# Written instruction
State how many lines in the records below contain the string "chair", with case counting, and give only the number.

# Given data

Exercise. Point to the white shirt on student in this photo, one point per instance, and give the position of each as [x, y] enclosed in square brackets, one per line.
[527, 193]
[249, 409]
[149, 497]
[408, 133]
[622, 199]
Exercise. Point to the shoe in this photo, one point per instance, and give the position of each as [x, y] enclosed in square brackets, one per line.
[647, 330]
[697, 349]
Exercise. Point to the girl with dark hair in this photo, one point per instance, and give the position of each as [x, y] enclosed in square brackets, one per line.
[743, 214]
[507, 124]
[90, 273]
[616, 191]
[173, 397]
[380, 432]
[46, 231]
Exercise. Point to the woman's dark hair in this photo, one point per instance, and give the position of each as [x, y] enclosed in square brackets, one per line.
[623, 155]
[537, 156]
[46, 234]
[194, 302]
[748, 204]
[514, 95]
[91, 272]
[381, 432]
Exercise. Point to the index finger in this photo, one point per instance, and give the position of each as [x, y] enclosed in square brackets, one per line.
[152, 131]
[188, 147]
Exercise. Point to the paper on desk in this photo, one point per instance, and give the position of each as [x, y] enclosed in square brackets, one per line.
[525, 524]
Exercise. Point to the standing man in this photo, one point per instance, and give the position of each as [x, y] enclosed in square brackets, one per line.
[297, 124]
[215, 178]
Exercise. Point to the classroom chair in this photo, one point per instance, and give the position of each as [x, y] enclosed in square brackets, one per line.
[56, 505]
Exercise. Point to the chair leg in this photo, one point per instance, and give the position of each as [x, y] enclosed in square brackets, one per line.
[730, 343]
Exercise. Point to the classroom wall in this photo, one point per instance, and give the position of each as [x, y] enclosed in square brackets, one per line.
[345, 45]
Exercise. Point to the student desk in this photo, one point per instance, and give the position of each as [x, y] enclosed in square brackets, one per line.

* * *

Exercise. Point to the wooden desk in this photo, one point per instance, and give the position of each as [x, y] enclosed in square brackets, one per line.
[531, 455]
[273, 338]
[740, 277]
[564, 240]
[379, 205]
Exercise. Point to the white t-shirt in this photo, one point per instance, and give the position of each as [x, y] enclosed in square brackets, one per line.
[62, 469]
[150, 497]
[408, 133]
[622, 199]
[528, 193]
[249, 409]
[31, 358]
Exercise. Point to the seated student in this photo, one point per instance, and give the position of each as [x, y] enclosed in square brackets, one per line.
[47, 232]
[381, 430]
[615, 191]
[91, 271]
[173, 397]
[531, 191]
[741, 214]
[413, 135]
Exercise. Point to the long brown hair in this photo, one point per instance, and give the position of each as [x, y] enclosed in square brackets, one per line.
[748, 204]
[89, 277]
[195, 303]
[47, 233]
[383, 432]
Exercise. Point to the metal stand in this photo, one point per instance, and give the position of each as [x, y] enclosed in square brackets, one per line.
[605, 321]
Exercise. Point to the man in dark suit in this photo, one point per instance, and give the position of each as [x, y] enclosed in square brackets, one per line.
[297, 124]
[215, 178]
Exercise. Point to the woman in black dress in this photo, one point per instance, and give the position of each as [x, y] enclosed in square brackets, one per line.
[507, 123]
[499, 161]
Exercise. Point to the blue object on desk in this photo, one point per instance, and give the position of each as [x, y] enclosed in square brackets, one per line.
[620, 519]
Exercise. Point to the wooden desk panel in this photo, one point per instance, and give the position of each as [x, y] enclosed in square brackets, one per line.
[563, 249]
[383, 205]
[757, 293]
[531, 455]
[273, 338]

--

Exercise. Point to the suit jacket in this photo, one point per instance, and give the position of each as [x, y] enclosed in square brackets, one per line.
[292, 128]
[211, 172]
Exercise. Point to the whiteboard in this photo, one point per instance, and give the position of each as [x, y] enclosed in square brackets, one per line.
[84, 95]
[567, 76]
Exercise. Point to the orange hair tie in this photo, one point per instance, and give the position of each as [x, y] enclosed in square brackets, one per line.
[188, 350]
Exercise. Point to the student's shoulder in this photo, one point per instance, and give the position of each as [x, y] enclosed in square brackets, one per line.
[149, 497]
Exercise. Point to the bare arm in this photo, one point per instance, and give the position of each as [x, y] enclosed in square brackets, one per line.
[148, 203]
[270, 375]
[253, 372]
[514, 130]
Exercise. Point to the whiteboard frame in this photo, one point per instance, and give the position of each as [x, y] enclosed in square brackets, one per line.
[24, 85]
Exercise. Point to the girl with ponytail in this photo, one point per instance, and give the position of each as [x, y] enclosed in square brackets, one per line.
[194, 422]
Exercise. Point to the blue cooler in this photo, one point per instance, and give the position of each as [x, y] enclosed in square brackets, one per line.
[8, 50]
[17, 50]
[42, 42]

# Full response
2